__TASK INSTRUCTIONS__
Pull out every line in the records below that contains the string "face", and copy each one unchanged.

○ ○ ○ ○

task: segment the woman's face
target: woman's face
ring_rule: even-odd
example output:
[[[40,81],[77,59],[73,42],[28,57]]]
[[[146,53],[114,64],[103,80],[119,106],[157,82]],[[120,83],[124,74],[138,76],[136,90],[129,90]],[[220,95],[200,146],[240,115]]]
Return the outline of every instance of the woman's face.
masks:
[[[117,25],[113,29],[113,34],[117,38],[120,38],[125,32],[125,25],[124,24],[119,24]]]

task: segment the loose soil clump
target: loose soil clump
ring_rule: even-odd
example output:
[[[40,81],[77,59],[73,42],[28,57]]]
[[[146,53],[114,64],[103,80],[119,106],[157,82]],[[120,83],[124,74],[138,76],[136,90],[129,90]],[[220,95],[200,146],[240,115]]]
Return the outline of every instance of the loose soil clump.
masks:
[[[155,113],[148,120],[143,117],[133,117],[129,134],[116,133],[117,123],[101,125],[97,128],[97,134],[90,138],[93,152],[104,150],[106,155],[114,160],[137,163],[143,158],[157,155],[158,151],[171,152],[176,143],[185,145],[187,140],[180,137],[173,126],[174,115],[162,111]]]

○ ○ ○ ○

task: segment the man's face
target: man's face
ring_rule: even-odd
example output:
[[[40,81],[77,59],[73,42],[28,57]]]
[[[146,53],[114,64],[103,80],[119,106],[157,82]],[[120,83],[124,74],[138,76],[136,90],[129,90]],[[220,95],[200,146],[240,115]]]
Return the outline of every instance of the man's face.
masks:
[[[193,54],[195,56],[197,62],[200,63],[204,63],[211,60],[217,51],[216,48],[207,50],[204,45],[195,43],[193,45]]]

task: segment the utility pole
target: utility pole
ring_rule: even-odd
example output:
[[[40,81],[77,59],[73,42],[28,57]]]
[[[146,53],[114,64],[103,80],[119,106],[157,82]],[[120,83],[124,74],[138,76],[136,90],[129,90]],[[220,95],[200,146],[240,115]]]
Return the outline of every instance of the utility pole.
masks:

○ ○ ○ ○

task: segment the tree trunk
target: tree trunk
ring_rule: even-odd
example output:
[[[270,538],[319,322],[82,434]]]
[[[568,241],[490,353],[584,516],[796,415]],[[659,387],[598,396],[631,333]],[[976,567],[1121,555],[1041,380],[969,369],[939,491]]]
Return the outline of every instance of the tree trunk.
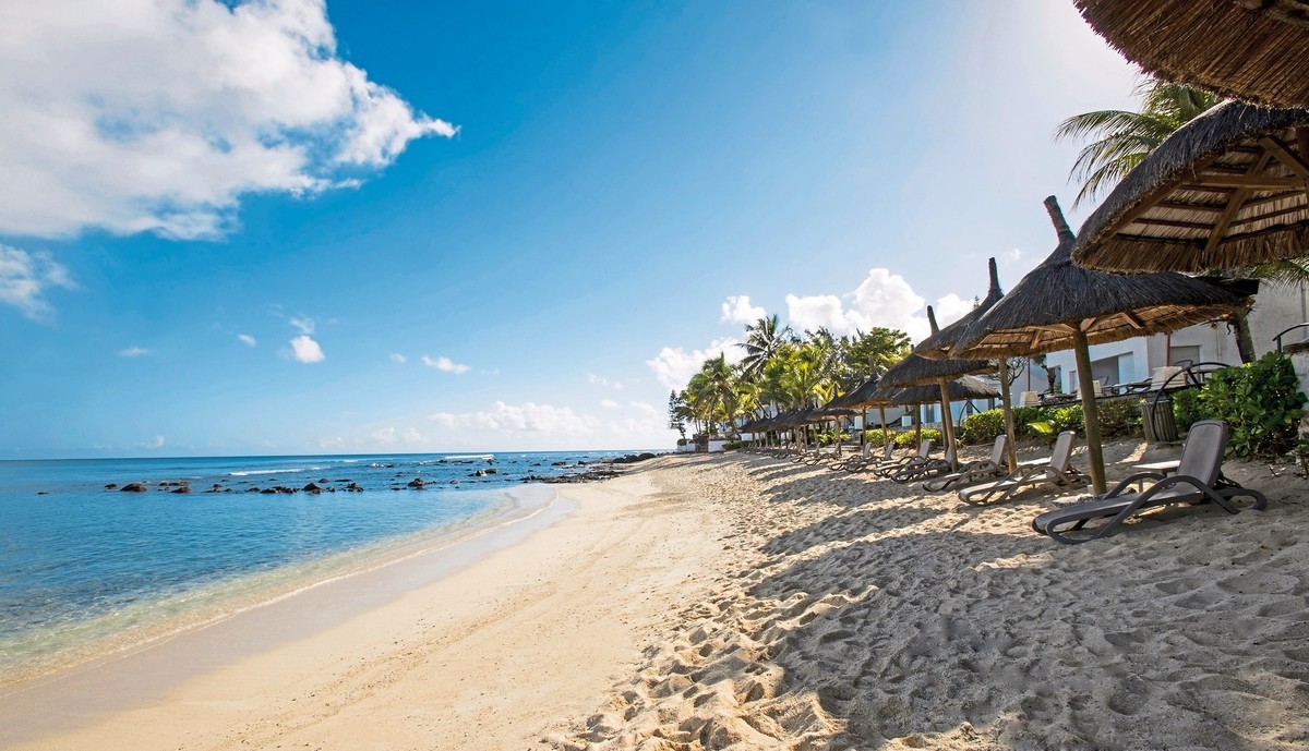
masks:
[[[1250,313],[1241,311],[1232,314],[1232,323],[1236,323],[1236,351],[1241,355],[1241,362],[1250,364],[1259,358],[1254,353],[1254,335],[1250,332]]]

○ ○ ○ ○

__RESPONSE__
task: segment the woman's face
target: woman's face
Return the outline of every instance of the woman's face.
task: segment the man's face
target: man's face
Return the outline of every instance of the man's face.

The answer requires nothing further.